ASSIGNED TASK. Lines below starting with the line with "Query: upper arm" and going on through the line with "Query: green foliage" must be output exactly; the rest of the records must be left out.
++++++++++
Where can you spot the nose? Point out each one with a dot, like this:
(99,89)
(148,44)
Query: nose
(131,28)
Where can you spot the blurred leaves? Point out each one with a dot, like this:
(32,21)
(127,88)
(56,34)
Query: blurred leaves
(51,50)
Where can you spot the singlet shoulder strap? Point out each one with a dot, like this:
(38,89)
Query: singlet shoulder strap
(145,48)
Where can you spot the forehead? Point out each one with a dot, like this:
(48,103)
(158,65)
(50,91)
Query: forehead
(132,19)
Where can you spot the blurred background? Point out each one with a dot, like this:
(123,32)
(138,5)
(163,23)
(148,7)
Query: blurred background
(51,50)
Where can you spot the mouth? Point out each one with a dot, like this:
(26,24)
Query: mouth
++++++++++
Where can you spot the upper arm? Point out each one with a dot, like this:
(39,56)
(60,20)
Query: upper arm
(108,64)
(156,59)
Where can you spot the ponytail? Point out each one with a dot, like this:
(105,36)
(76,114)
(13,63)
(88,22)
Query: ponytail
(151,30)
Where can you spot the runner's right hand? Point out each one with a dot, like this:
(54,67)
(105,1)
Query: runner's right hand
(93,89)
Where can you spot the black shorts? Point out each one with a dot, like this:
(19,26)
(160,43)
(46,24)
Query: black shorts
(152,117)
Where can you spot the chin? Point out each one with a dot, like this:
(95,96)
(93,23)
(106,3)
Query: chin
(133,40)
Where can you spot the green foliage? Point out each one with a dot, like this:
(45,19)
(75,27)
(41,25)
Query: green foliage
++++++++++
FINISHED EXERCISE.
Query: upper arm
(108,64)
(156,59)
Where can you spot the ponytail? Point out each one with a dot, like this:
(105,36)
(76,114)
(13,63)
(88,22)
Query: ponytail
(151,30)
Where can you spot the runner's right hand? Point out each one with a dot, like this:
(54,67)
(105,1)
Query: runner's right hand
(93,89)
Where can you spot the black shorts? Point out each one with a dot, like this:
(19,26)
(160,43)
(46,24)
Query: black shorts
(152,117)
Where can you spot the chin? Point out each one with a dot, like this:
(95,96)
(93,23)
(106,3)
Query: chin
(133,40)
Where can you spot the green foliage? Point out each one with a dot, like this:
(45,19)
(75,27)
(41,25)
Query: green foliage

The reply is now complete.